“Mahligai rumah tangga RA dan EDS dinyinyir Wakil Presiden, Ma’ruf Amin. Menurut tokoh MUI itu, pernikahan beda agama RA dan EDS tidak sejalan dengan fatwa. PN Surabaya yang memberi restu pernikahan mereka pun ikut terseret. Lembaga peradilan itu dituding dan digugat dengan alasan melanggar konstitusi. Pada kasus-kasus sebelumnya, sejumlah Pengadilan Negeri tercatat menolak permohonan pernikahan beda agama. Perbedaan putusan ini terjadi lantaran UU Perkawinan no 1 tahun 1974 tidak mengatur secara rinci regulasi pernikahan. Selain pasal karet, sebuah Jurnal mengatakan, regulasi ini juga berbenturan dengan dasar hukum penjamin Hak Asasi Manusia yang bermakna bahwa hak perkawinan tidak boleh dikurangi atau direduksi dengan alasan agama.”
Ruang Kartika 1 Pengadilan Negeri (PN) Surabaya menjadi saksi bisu kegembiraan pasangan RA dan EDS setelah hakim tunggal mengabulkan permohonan pernikahan mereka yang berbeda agama. Setelah dua bulan menanti, akhirnya pernikahan mereka diakui oleh negara dan tercatat di atas kertas Dispendukcapil Surabaya.

**KETENTUAN LATIHAN**
Mohon salin ulang seluruh kutipan tentang pernikahan beda agama di atas tanpa mengubah satu kata atau tanda baca pun. Materi berikut tidak diperlukan untuk pengerjaan ini.

**DATA YANG DITAMPILKAN**
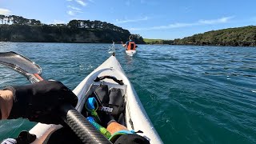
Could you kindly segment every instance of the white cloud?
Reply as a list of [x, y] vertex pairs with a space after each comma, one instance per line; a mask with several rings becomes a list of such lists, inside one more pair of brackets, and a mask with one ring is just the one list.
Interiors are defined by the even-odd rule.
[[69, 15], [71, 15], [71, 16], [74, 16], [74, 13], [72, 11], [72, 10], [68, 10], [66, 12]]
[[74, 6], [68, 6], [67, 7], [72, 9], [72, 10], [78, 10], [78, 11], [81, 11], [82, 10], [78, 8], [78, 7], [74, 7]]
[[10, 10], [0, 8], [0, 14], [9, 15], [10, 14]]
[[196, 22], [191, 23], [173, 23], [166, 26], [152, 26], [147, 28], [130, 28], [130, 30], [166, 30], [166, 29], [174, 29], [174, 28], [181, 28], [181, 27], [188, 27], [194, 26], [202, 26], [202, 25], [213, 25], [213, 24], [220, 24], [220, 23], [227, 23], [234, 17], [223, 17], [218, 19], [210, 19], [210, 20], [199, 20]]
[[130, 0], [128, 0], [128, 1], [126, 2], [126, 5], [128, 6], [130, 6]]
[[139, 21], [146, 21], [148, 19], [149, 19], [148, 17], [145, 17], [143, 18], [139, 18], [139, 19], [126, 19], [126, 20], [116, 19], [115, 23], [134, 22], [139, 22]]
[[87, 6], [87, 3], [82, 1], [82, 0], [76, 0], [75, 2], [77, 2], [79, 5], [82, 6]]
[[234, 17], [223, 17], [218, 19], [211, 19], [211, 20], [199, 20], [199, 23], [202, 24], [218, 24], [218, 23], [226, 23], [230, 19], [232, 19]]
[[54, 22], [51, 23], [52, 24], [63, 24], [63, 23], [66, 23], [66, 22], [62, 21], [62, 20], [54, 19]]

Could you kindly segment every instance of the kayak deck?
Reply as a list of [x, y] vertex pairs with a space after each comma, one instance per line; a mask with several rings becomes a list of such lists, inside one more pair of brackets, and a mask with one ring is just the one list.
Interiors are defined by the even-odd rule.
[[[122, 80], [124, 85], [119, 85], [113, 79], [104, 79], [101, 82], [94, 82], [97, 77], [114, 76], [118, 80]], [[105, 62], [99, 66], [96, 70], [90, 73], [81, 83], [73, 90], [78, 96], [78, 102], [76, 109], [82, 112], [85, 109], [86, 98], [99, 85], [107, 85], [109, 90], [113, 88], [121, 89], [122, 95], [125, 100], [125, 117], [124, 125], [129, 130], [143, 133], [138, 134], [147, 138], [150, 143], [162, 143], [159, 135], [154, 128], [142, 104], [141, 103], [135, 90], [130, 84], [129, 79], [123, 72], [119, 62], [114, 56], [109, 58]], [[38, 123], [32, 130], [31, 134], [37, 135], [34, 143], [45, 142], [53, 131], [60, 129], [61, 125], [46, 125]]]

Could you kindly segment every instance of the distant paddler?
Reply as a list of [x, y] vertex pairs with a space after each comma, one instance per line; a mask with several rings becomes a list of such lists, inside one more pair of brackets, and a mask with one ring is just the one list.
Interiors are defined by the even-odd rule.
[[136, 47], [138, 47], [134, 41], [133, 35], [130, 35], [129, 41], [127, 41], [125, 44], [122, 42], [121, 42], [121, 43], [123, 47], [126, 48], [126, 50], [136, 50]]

==

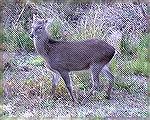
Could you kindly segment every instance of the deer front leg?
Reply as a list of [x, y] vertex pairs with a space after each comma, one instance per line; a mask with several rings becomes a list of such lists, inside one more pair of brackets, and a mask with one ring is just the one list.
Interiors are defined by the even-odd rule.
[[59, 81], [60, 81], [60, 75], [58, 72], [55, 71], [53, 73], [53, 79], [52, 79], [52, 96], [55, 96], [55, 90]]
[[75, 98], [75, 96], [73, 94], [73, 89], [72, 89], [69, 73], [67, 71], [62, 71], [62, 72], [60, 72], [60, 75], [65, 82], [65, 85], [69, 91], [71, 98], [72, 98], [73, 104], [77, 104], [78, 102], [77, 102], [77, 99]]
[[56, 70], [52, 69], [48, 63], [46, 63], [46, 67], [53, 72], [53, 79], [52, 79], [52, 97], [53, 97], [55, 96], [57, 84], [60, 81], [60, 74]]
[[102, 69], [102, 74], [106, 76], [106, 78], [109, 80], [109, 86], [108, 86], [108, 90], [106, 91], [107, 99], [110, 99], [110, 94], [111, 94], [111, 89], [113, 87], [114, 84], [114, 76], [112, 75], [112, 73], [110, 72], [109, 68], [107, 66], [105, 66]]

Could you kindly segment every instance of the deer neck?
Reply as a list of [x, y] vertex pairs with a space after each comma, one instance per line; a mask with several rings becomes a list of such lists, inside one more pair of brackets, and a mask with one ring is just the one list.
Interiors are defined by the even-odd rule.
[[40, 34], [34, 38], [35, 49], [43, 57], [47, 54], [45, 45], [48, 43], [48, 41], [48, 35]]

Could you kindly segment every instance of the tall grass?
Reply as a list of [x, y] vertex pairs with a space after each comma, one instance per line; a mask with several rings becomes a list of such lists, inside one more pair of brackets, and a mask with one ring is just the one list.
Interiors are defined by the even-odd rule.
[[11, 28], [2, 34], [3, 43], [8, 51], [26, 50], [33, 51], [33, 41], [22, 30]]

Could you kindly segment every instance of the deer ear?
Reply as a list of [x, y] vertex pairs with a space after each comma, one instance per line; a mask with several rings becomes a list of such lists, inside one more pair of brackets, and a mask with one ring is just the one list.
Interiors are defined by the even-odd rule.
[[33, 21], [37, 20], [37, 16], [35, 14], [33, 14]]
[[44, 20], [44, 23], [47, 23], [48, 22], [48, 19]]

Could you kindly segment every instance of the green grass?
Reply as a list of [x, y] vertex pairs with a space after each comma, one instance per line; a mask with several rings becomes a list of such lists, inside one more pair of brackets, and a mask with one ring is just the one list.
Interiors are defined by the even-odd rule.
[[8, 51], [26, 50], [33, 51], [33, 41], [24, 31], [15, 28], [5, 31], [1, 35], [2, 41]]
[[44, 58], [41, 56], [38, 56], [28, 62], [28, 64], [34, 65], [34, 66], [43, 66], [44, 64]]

**JAWABAN TERTULIS**
“Mahligai rumah tangga RA dan EDS dinyinyir Wakil Presiden, Ma’ruf Amin. Menurut tokoh MUI itu, pernikahan beda agama RA dan EDS tidak sejalan dengan fatwa. PN Surabaya yang memberi restu pernikahan mereka pun ikut terseret. Lembaga peradilan itu dituding dan digugat dengan alasan melanggar konstitusi. Pada kasus-kasus sebelumnya, sejumlah Pengadilan Negeri tercatat menolak permohonan pernikahan beda agama. Perbedaan putusan ini terjadi lantaran UU Perkawinan no 1 tahun 1974 tidak mengatur secara rinci regulasi pernikahan. Selain pasal karet, sebuah Jurnal mengatakan, regulasi ini juga berbenturan dengan dasar hukum penjamin Hak Asasi Manusia yang bermakna bahwa hak perkawinan tidak boleh dikurangi atau direduksi dengan alasan agama.”
Ruang Kartika 1 Pengadilan Negeri (PN) Surabaya menjadi saksi bisu kegembiraan pasangan RA dan EDS setelah hakim tunggal mengabulkan permohonan pernikahan mereka yang berbeda agama. Setelah dua bulan menanti, akhirnya pernikahan mereka diakui oleh negara dan tercatat di atas kertas Dispendukcapil Surabaya.